### BRIEF
Extract every record, keeping each one exactly as it is.

### RECORDS PROVIDED
+++
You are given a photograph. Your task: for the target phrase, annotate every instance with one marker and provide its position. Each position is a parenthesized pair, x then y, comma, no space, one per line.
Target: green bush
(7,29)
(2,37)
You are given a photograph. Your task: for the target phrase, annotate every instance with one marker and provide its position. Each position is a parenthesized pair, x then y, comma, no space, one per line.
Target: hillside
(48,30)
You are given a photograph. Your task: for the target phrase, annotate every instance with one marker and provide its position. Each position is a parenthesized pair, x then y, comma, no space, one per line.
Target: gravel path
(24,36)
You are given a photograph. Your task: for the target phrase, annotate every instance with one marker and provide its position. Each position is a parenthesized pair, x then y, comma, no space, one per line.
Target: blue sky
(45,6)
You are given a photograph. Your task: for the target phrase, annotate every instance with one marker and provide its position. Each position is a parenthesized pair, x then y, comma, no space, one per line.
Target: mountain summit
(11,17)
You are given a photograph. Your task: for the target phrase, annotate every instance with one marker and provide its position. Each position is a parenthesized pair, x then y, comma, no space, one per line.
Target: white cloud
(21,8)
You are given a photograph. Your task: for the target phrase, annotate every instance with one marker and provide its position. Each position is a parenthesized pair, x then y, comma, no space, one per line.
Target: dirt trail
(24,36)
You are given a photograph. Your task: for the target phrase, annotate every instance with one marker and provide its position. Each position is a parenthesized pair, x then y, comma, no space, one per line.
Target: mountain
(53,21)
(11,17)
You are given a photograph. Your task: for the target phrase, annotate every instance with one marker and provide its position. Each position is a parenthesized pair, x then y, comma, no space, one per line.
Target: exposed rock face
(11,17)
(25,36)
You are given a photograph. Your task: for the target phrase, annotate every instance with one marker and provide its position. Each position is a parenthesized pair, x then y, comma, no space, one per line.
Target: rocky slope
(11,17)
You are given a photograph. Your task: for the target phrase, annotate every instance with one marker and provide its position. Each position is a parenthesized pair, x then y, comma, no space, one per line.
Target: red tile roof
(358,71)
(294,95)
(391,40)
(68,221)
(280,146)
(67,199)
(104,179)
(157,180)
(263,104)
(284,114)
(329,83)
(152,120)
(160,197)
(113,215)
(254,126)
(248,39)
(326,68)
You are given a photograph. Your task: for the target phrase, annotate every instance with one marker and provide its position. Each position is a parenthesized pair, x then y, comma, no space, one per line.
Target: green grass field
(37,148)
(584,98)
+++
### CORRECT ANSWER
You are given a photograph. Your task: for the target phrase, annotate every instance with one marker and provide its position. Each position is a parenthesized pair, x then y, comma, no space, one per line.
Target: green bush
(7,29)
(2,37)
You are given a photograph. Your task: for the target phrase, annotate every instance with one marker and provide its position. Each position is a parenthesized pair, x then y, comma, no space, one per line.
Target: hillside
(48,30)
You are given a photograph. Your task: for the target phrase, annotate every instance with one marker and provide its position. Each position is a parenthesized pair, x then y, comma, no space, one per line.
Target: gravel path
(24,36)
You are given a photograph. Your task: for the target phrase, annotate every instance with one marker and provide its position. Each position is a parenthesized pair, x then y, comma, no space, one per line.
Target: blue sky
(45,6)
You are given a photograph. Your task: for the target phrase, annotate every instance with one marker and provide its position. Each position is a parenthesized pair, x then y, comma, no space, one per line.
Target: mountain summit
(11,17)
You are given a photograph. Your task: for the target phrase, annotate every instance with one marker and provide its position. Each position is a parenthesized pair, x then y, comma, no space, one per line.
Target: white cloud
(21,8)
You are given a photograph. Your task: for the target phrase, annotate every instance with one marker and provide its position. Each position is a parenthesized pair, x then y, comma, no space, one per line.
Target: dirt trail
(24,36)
You are given a photograph. Your task: for the target phrase, annotate every instance with one marker and provide its position. Each position is a parenthesized pair, x then y, comma, no space, one per line.
Target: mountain
(53,21)
(11,17)
You are given a photograph. Your task: for the target phrase, annotate every instance with one marker and provide its position. Each position is a parenthesized pair, x then y, comma, no space, one per line.
Target: exposed rock face
(11,17)
(25,36)
You are given a photograph. Your task: for the target phrase, annotate every instance with one marker and provide its position. Each position is a parenthesized pair, x then y, comma, no space, one per line.
Target: rocky slope
(11,17)
You are given a photograph. Your task: for the target phrase, annotate every instance with one marker and provide its position. Each position is a parenthesized pair, x then y, comma, no space, one per line.
Target: red tile roof
(358,71)
(294,95)
(391,40)
(68,221)
(280,146)
(67,199)
(104,179)
(157,180)
(263,104)
(284,114)
(329,83)
(152,120)
(160,197)
(113,215)
(254,126)
(248,39)
(326,68)
You are given a photograph. Your task: for the target phrase, annotate every instance with one marker and provide its position. Each position is a parenthesized pair, x then y, comma, no space, one per line.
Target: green grass field
(37,148)
(584,98)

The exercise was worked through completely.